>>>

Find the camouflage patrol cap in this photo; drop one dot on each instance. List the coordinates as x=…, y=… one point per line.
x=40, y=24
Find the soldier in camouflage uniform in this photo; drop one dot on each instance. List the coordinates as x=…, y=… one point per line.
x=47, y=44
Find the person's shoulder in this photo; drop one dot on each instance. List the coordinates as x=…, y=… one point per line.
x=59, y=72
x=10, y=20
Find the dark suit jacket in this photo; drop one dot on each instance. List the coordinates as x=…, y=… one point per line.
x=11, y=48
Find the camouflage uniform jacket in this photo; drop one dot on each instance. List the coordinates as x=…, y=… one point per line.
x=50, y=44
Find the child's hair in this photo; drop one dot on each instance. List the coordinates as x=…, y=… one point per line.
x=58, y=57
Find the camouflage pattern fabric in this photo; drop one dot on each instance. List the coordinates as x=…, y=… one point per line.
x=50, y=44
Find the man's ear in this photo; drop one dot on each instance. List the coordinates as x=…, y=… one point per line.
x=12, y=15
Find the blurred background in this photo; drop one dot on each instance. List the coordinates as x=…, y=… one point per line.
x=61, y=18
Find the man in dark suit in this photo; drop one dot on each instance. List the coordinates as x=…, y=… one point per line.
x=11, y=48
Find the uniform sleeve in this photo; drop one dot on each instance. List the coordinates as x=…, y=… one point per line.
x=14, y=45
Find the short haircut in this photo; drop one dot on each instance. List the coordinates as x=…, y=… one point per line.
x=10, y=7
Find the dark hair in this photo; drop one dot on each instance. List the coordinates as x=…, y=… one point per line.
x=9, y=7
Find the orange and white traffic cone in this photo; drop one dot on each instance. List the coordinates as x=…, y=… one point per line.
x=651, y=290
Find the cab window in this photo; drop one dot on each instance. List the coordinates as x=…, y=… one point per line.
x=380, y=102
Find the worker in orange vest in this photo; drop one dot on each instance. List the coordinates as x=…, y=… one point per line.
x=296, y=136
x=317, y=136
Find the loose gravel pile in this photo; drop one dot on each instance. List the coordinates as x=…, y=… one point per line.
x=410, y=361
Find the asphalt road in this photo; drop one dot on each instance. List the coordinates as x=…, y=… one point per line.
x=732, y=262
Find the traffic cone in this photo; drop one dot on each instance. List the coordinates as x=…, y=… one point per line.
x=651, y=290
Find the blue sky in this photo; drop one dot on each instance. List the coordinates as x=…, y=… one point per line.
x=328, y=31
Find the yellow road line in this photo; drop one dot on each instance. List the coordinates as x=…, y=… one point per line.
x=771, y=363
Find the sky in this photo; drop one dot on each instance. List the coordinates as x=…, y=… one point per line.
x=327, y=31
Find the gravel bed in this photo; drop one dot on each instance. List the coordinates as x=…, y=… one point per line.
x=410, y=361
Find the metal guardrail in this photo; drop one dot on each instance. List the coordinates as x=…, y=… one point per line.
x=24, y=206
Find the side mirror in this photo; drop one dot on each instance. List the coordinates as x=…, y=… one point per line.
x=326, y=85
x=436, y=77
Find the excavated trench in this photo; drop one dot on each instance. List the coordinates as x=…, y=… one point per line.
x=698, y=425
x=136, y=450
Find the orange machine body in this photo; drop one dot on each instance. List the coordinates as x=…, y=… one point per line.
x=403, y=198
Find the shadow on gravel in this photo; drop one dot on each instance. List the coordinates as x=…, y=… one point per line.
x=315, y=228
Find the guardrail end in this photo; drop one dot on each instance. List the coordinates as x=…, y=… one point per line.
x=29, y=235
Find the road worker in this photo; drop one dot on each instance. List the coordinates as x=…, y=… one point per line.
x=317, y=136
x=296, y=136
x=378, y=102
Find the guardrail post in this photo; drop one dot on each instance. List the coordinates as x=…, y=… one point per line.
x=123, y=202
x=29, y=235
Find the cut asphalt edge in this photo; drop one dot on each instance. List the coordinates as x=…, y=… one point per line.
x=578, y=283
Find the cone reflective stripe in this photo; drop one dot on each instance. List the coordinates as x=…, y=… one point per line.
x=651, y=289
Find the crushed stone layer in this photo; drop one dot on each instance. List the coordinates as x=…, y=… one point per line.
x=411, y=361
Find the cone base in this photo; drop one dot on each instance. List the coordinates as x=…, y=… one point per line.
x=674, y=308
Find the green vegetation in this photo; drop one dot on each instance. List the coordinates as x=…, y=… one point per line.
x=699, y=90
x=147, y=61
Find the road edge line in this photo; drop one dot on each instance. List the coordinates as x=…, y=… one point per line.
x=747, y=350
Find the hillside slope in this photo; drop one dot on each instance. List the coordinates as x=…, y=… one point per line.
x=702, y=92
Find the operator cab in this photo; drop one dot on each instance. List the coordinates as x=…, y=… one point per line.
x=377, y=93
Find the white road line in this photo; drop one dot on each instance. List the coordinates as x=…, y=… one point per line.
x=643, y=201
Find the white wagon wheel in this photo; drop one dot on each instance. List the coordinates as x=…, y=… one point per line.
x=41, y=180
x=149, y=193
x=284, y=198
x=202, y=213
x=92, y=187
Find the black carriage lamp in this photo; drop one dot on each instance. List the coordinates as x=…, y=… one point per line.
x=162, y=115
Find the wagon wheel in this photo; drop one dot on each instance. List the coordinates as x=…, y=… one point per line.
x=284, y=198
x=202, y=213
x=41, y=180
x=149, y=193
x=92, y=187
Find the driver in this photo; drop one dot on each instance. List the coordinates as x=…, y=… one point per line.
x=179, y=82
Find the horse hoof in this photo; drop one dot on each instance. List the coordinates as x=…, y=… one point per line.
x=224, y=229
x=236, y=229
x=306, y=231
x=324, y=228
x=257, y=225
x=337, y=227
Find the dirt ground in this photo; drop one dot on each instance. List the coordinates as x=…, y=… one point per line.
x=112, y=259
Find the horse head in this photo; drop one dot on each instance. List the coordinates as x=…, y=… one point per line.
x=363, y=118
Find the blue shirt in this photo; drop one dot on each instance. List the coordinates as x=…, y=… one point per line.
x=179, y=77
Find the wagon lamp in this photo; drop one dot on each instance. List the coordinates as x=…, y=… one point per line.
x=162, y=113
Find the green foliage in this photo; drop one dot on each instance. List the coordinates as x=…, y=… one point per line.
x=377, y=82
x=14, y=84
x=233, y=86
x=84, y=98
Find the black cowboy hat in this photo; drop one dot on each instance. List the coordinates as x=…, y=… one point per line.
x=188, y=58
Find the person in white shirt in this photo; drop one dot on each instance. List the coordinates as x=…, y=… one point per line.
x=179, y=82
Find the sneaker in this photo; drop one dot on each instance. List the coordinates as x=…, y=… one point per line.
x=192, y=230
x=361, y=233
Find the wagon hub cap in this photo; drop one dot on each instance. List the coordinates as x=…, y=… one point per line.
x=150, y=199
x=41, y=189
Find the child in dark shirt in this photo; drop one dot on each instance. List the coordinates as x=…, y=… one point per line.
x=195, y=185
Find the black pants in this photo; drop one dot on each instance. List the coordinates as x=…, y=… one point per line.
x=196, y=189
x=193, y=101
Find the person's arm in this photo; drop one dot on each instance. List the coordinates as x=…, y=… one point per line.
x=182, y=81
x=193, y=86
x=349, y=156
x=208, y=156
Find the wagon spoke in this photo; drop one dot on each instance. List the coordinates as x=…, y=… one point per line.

<<<

◆ Activity
All of the data above should be reproduced verbatim.

◆ Answer to the exercise
Find the camouflage patrol cap in this photo; drop one dot on each instance. List the coordinates as x=…, y=… one point per line.
x=40, y=24
Find the soldier in camouflage uniform in this photo; drop one dot on each instance. List the coordinates as x=…, y=… one point per line.
x=47, y=44
Find the person's shoulder in this photo; drop one dot on each instance. List the coordinates as x=…, y=… one point per line.
x=59, y=72
x=10, y=20
Find the dark suit jacket in this photo; drop one dot on each instance. List the coordinates as x=…, y=… one point per line.
x=11, y=48
Find the camouflage uniform jacket in this photo; drop one dot on each instance. List the coordinates as x=…, y=… one point per line.
x=50, y=44
Find the child's hair in this photo; drop one dot on each instance. List the coordinates as x=…, y=… one point per line.
x=58, y=57
Find the camouflage pattern fabric in this photo; drop one dot on each instance. List the coordinates as x=…, y=… one point per line.
x=50, y=44
Find the man's ear in this photo; drop one dot on each instance. List the coordinates as x=…, y=… one point per line.
x=12, y=15
Find the blurred background in this photo; drop one dot on each instance. List the coordinates as x=…, y=… one point per line.
x=61, y=18
Find the man in dark suit in this photo; drop one dot on each instance. List the coordinates as x=…, y=… one point per line.
x=11, y=48
Find the uniform sleeve in this photo; drop one dot on each instance. List the coordinates as x=…, y=… one point per line.
x=14, y=45
Find the short haircut in this photo; drop one dot on each instance. List the coordinates as x=…, y=… one point per line.
x=10, y=7
Find the dark hair in this photo; drop one dot on each instance. List the coordinates as x=…, y=… one point per line.
x=9, y=7
Find the orange and white traffic cone in this photo; drop one dot on each instance. List the coordinates as x=…, y=… one point per line.
x=651, y=290
Find the cab window in this photo; drop one dot on each instance. List the coordinates as x=…, y=… one point per line.
x=380, y=102
Find the worker in orange vest in this photo; drop one dot on each instance. List the coordinates as x=…, y=… one point per line.
x=296, y=136
x=317, y=136
Find the loose gravel pile in this photo; drop one dot on each instance. List the coordinates as x=…, y=… one point per line.
x=410, y=361
Find the asphalt road in this photo; drop one dot on each instance. List the coordinates as x=…, y=… one point per line.
x=732, y=262
Find the traffic cone in this photo; drop one dot on each instance. List the coordinates as x=…, y=… one point per line.
x=651, y=290
Find the blue sky in this photo; drop one dot on each instance. List the coordinates as x=…, y=… one point per line.
x=328, y=31
Find the yellow road line in this photo; drop one dot on each instance. List the coordinates as x=…, y=… one point per line.
x=771, y=363
Find the sky in this photo; drop one dot on each instance. List the coordinates as x=…, y=… one point per line.
x=327, y=31
Find the gravel bed in this photo; drop one dot on each instance. List the coordinates as x=…, y=… one point per line.
x=410, y=361
Find the metal guardrail in this photo; drop one dot on each instance. List the coordinates as x=…, y=… one point per line.
x=24, y=206
Find the side mirror in this photo; drop one dot on each instance. List the coordinates as x=…, y=… one point per line.
x=326, y=85
x=436, y=77
Find the excavated trench in this photo; drop one dot on each instance. List the coordinates as x=…, y=… one point per line.
x=698, y=425
x=136, y=450
Find the orange machine body in this photo; drop one dot on each instance. List the coordinates as x=…, y=… one point per line.
x=403, y=198
Find the shadow on gravel in this photo; drop one dot on each instance. List the coordinates as x=…, y=… one point per line.
x=315, y=228
Find the guardrail end in this photo; drop one dot on each instance. List the coordinates as x=…, y=… one point per line.
x=29, y=235
Find the road worker in this photo; drop one dot on each instance. List the coordinates as x=…, y=… one point per line.
x=317, y=136
x=296, y=136
x=378, y=102
Find the guardrail post in this photo; drop one dot on each instance. List the coordinates as x=…, y=… one point per line.
x=123, y=202
x=29, y=235
Find the cut asphalt edge in this photo; drop one dot on each instance. List the coordinates as x=…, y=… one point per line.
x=578, y=283
Find the cone reflective stripe in this photo; drop one dot on each instance. List the coordinates as x=…, y=… one point per line.
x=651, y=289
Find the crushed stone layer in this photo; drop one dot on each instance. List the coordinates as x=…, y=… one point per line.
x=411, y=361
Find the cone base in this photo; drop one dot on each instance. List the coordinates as x=…, y=… one point per line.
x=674, y=308
Find the green vegetation in this photo; drop one dot on each instance. List the coordinates as x=…, y=… one point per line.
x=699, y=90
x=147, y=61
Find the road edge line in this photo; drop one dot on each instance. List the coordinates as x=…, y=… one point per line.
x=747, y=350
Find the hillside slope in this photo; drop one dot on each instance. List the coordinates as x=…, y=… one point per line.
x=702, y=92
Find the operator cab in this photo; drop one dot on each instance. List the coordinates as x=…, y=… one point per line.
x=377, y=93
Find the white road line in this photo; drop one dot on each instance. List the coordinates as x=…, y=… one point per line.
x=643, y=201
Find the white wagon wheel in this photo; drop one dot on each instance. List the coordinates as x=…, y=… one point per line.
x=41, y=180
x=149, y=193
x=284, y=198
x=202, y=213
x=92, y=187
Find the black carriage lamp in this photo; drop one dot on each instance. List the coordinates as x=…, y=… one point per line.
x=162, y=115
Find the wagon wheel in this photo; drop one dot on each instance. List the coordinates as x=…, y=… one point per line.
x=284, y=198
x=202, y=213
x=41, y=180
x=149, y=193
x=92, y=187
Find the driver in this photo; drop one dot on each instance. List the coordinates as x=…, y=… one point per line.
x=179, y=82
Find the horse hoof in this photo; drop one dot on each instance. List the coordinates as x=…, y=… one point per line.
x=224, y=229
x=236, y=229
x=306, y=231
x=324, y=228
x=257, y=225
x=337, y=227
Find the dirt ground in this photo; drop one dot on each instance. List the coordinates as x=…, y=… one point per line.
x=112, y=259
Find the horse head in this photo; drop one dot on each instance. List the coordinates as x=…, y=… one point per line.
x=363, y=118
Find the blue shirt in this photo; drop one dot on each instance. List the coordinates as x=…, y=… one point per line.
x=179, y=77
Find the wagon lamp in this photo; drop one dot on each instance. List the coordinates as x=…, y=… one point per line.
x=162, y=113
Find the green foliage in this photo; drop one dot on each instance. List the coordinates as x=…, y=… one point per line.
x=377, y=82
x=14, y=84
x=233, y=86
x=84, y=98
Find the black cowboy hat in this photo; drop one dot on each instance. List the coordinates as x=…, y=… one point per line.
x=188, y=58
Find the person in white shirt in this photo; drop one dot on each instance. List the coordinates as x=…, y=… one point per line.
x=179, y=82
Find the sneaker in this photo; drop one dot on each instance. List the coordinates as x=…, y=… one point per line.
x=192, y=230
x=361, y=233
Find the wagon hub cap in this photo; drop one dot on each instance. List the coordinates as x=…, y=… one point per line.
x=150, y=199
x=41, y=189
Find the child in dark shirt in this photo; drop one dot on each instance. List the coordinates as x=…, y=… one point per line.
x=195, y=185
Find the black pants in this photo; drop one dot on each instance. List the coordinates as x=…, y=… one point per line.
x=196, y=189
x=193, y=101
Find the person's arm in this photo; drop one dot on each instance. List the coordinates as x=…, y=… one point per line.
x=182, y=81
x=193, y=86
x=349, y=156
x=208, y=156
Find the wagon spoke in this photo; drop one dot on each instance. List the coordinates as x=…, y=… one point per line.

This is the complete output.